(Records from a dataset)
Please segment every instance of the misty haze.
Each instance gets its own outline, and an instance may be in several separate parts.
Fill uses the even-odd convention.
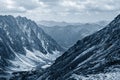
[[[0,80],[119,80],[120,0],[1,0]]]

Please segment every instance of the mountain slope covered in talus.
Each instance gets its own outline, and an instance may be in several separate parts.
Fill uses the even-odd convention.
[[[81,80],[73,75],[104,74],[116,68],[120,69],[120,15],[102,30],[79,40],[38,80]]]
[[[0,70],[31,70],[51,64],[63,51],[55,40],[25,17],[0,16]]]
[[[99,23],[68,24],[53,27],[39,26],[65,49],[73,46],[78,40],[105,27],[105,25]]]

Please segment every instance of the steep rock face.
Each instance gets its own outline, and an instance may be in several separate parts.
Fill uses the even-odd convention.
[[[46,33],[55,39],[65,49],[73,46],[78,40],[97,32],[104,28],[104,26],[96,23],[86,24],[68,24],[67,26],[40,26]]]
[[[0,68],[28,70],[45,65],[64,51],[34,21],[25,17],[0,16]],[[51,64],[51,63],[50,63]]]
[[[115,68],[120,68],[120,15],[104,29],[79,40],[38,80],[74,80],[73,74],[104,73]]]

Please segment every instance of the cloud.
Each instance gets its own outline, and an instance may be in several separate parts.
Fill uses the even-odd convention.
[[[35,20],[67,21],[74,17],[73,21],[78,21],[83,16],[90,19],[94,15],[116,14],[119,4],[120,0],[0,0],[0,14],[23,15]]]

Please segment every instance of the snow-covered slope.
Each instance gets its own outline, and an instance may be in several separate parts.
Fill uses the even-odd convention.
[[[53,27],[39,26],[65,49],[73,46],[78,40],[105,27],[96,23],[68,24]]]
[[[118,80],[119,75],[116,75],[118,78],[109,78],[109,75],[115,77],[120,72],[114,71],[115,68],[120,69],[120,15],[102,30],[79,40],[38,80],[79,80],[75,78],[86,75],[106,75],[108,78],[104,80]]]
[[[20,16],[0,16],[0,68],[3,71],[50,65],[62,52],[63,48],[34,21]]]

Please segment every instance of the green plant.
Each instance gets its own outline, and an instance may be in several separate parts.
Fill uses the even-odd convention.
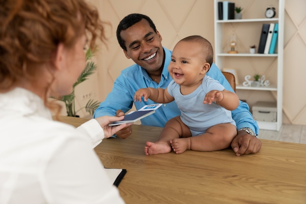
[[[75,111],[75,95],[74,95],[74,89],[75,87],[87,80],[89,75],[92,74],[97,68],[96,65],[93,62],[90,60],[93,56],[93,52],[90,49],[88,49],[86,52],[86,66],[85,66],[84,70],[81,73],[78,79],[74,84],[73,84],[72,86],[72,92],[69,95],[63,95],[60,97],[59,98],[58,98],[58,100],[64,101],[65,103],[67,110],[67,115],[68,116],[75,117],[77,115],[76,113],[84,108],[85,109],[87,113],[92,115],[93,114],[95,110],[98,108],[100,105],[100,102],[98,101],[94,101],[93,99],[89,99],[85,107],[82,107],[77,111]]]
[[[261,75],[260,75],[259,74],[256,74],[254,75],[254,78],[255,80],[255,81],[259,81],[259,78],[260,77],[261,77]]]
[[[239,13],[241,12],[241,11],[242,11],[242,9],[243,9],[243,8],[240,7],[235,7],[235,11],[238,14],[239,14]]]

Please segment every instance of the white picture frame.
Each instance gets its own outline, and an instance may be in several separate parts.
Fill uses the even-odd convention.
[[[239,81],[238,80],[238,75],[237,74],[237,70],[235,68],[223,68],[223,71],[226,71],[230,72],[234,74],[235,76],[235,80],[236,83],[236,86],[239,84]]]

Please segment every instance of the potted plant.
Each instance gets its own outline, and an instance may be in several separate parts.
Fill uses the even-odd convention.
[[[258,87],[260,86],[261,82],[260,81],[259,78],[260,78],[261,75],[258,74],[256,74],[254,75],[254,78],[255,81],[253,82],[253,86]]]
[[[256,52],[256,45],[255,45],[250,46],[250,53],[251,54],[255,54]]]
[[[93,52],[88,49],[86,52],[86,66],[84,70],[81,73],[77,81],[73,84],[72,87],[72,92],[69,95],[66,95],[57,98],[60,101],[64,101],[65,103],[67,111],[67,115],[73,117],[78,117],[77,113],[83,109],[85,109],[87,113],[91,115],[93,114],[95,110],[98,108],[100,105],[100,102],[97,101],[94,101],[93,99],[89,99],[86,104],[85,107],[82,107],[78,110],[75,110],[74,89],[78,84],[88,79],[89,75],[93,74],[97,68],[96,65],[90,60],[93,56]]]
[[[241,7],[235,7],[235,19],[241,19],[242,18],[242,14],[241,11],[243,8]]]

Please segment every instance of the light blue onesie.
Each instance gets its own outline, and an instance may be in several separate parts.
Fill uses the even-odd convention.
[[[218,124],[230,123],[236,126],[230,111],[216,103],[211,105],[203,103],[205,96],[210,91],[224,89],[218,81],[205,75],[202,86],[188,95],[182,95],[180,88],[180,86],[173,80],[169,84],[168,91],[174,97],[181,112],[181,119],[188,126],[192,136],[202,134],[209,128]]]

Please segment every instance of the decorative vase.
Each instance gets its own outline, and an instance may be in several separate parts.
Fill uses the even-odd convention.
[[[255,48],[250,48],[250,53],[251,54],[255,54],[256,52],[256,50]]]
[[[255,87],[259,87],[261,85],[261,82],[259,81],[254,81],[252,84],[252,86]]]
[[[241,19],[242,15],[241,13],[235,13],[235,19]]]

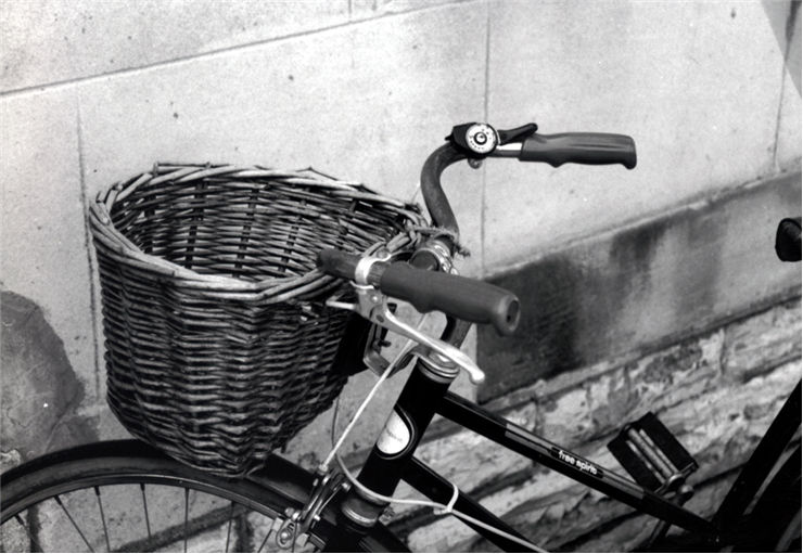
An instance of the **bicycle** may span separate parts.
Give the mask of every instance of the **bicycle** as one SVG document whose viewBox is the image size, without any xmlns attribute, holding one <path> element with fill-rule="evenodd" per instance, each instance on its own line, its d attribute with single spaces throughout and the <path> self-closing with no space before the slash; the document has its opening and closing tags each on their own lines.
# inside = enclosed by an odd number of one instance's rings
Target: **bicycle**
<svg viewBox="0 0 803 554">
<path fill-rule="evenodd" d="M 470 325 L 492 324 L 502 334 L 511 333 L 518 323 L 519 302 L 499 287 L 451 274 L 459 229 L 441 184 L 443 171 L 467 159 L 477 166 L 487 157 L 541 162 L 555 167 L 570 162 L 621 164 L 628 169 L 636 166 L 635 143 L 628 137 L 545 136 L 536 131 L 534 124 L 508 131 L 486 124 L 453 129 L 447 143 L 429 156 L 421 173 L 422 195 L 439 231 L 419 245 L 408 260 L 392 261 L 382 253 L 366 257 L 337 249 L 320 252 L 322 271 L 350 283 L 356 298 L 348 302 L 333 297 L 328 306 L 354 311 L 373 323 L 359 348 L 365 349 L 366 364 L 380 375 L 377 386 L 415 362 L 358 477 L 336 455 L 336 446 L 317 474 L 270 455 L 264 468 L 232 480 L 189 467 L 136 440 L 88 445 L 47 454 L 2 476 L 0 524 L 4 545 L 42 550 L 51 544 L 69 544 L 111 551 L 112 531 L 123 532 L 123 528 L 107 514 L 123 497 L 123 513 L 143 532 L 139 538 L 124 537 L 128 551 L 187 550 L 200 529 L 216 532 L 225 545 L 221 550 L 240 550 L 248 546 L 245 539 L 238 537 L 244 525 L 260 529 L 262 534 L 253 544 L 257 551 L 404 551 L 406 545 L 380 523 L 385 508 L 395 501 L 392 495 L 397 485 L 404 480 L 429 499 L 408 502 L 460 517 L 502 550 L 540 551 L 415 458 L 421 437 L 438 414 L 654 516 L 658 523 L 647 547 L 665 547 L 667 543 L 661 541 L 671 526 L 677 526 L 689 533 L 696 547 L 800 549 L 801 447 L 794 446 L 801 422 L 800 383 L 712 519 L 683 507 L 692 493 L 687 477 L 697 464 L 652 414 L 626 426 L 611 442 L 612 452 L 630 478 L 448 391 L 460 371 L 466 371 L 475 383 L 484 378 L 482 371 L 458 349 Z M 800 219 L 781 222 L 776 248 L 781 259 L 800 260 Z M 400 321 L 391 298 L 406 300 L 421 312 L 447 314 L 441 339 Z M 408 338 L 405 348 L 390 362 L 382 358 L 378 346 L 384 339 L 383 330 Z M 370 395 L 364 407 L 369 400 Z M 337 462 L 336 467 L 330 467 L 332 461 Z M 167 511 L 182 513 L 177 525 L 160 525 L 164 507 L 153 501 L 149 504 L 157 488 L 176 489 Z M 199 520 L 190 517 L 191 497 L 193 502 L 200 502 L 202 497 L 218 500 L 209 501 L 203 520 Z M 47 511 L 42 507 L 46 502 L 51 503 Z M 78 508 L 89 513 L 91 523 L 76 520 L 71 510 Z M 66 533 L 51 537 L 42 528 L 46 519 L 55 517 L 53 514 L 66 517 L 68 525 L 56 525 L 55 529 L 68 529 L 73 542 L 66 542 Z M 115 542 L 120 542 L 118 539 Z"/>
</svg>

PROBLEM STATEMENT ▸ From the records above, gather every line that contains the string "segment". Matching is case-sensitive.

ANSWER TO THIS TASK ▸
Please segment every instance of the misty haze.
Please segment every instance of the mountain slope covered in talus.
Please segment every instance of the steep rock face.
Please segment every instance of the cloud.
Please segment every instance of the snow-covered slope.
Please segment every instance of the green plant.
Please segment every instance of the white picture frame.
Please segment every instance of the potted plant.
Please segment every instance of the light blue onesie.
Please segment every instance of the decorative vase.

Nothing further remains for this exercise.